Entries for bounding box labeling

----

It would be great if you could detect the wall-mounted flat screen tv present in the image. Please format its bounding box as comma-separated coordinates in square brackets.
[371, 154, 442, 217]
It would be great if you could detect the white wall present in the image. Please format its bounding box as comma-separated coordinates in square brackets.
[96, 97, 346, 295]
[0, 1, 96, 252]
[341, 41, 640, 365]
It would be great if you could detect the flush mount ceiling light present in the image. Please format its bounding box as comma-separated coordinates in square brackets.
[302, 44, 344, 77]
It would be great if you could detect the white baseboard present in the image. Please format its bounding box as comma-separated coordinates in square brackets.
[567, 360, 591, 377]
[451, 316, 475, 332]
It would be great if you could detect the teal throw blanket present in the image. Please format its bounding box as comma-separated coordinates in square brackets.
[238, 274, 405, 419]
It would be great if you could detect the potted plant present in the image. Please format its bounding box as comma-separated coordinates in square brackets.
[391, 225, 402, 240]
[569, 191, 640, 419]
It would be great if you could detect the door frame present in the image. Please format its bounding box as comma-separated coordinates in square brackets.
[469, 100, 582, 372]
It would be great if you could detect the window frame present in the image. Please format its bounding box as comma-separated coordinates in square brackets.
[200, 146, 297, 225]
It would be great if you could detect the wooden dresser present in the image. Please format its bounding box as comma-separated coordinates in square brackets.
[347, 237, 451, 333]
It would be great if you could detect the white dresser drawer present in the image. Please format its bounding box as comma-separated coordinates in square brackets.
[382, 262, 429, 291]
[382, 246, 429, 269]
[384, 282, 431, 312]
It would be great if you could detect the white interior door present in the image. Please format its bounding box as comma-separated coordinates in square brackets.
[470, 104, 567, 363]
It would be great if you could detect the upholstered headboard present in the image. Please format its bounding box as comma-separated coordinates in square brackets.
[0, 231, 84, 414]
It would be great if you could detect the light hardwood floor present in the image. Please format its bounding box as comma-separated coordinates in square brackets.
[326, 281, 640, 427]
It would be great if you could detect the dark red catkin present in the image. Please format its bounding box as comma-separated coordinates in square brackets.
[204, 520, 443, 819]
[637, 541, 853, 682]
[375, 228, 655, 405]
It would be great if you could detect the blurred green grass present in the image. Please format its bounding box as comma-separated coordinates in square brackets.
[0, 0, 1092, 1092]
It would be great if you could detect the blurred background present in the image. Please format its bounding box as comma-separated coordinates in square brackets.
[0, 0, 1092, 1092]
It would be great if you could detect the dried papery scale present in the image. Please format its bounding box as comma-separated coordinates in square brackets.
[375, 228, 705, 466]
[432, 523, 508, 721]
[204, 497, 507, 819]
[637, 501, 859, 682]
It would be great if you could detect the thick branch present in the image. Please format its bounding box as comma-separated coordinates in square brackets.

----

GIVEN REQUEST
Render the records above as a Markdown table with the columns "No." and "Line", from the line that contains "It would be great if you could detect the white wall" to the line that contains "[341, 41, 640, 365]", both included. Give each line its own row, number the rows in order, and leave out blank lines.

WRITTEN RESPONSE
| No. | Line |
|---|---|
| 1 | It would be great if you could detect the white wall present in the image. Please format its bounding box as comma-separated coordinates in square brackets. |
| 2 | [96, 97, 346, 295] |
| 3 | [0, 1, 96, 252] |
| 4 | [341, 41, 640, 365] |